▶ _Instrucciones_
A. Responde, según el texto sobre los fraccionamientos de Mérida:
(i) ¿En qué ciudad comenzaron a florecer los fraccionamientos gigantescos?
(ii) ¿Cuántas personas se dice que viven en Francisco de Montejo?
(iii) ¿Qué religión profesa la gran mayoría de sus habitantes?
B. Reproduce sin cambios el pasaje del texto sobre los fraccionamientos de Mérida que va desde "Con la llegada" hasta "puntos de Mérida.", ambos incluidos.
C. Redacta la continuación del texto sobre los fraccionamientos de Mérida a partir de su última oración.

▶ _Extracto del documento_
====

Yucatán

Conrado Roche Reyes

Con la llegada de gran cantidad de gente del interior que ha ido emigrando a radicar a nuestra ciudad, los fraccionamientos gigantescos comenzaron a florecer por varios puntos de Mérida.

En Francisco de Montejo, uno de los más populosos –se dice que viven allá más de treinta mil personas, la mayoría foráneos, y en concreto de la Ciudad de México– el lugar se fue poblando vertiginosamente. La gran mayoría de sus habitantes, que profesan la religión católica, los domingos tenían que trasladarse a lejanas iglesias para cumplir con sus deberes dominicales.

====

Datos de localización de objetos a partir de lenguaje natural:
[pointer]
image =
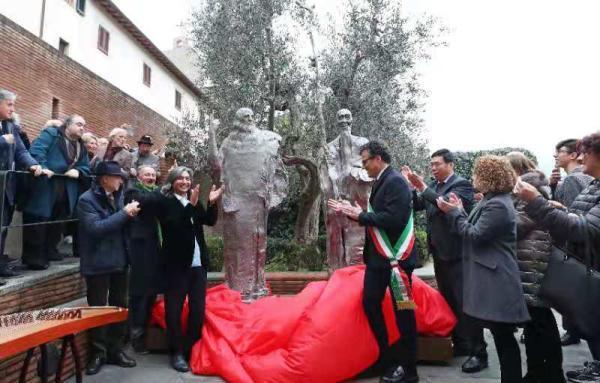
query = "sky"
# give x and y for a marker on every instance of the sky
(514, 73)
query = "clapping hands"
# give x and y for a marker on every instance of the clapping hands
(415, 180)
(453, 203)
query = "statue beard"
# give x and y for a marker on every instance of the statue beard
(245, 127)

====

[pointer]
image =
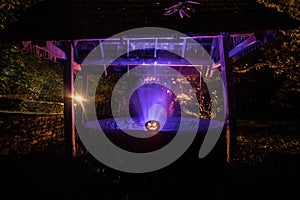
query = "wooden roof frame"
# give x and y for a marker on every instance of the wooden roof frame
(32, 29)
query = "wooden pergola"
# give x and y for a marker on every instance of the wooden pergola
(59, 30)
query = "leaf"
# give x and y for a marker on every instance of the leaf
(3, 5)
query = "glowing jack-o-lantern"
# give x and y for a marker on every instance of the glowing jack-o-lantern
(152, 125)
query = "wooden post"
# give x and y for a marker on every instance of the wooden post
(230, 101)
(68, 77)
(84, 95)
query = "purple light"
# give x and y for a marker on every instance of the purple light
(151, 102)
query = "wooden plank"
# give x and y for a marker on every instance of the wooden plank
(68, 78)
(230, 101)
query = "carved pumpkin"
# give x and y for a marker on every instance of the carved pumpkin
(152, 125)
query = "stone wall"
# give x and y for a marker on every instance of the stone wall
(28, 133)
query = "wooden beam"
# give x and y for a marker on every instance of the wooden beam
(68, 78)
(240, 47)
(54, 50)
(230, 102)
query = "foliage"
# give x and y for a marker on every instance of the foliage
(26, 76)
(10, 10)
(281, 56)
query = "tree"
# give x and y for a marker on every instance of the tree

====

▶ _Respuestas por punto_
A.
(i) En Mérida.
(ii) Más de treinta mil personas.
(iii) La religión católica.

B.
Con la llegada de gran cantidad de gente del interior que ha ido emigrando a radicar a nuestra ciudad, los fraccionamientos gigantescos comenzaron a florecer por varios puntos de Mérida.

C.
Cierto día, en un lote baldío, se vio a un hombre rubio y barbado limpiando maleza, chapeando y desbrozando. Al día siguiente llegó con una camioneta en la cual trasladaban a ese sitio material como para edificar una pequeña casa de guano. El hombre y dos ayudantes comenzaron la construcción de dicha casita. Los vecinos, sorprendidos por aquel intruso, especulaban, hasta que un día uno de los vecinos, un oriundo de la capital del país, se acercó al susodicho. Comenzó a platicar con él. Resulta que se trataba de un sacerdote. Un hombre pío que estaba construyendo de su peculio una pequeña capilla para así poder oficiar la santa misa para los vecinos del fraccionamiento.

El rumor corrió como reguero de pólvora. El padre Silvano, que ese era su nombre, estaba construyendo una capilla para los servicios religiosos. Enseguida un grupo de damas del fraccionamiento se presentó ante el padre Silvano ofreciéndole su apoyo, y los varones del mismo, ayudaban en lo que podían a tan esforzado sacerdote. Finalmente, casi al aire libre, levantaron el altar con una cruz de madera que el carpintero del rumbo donó.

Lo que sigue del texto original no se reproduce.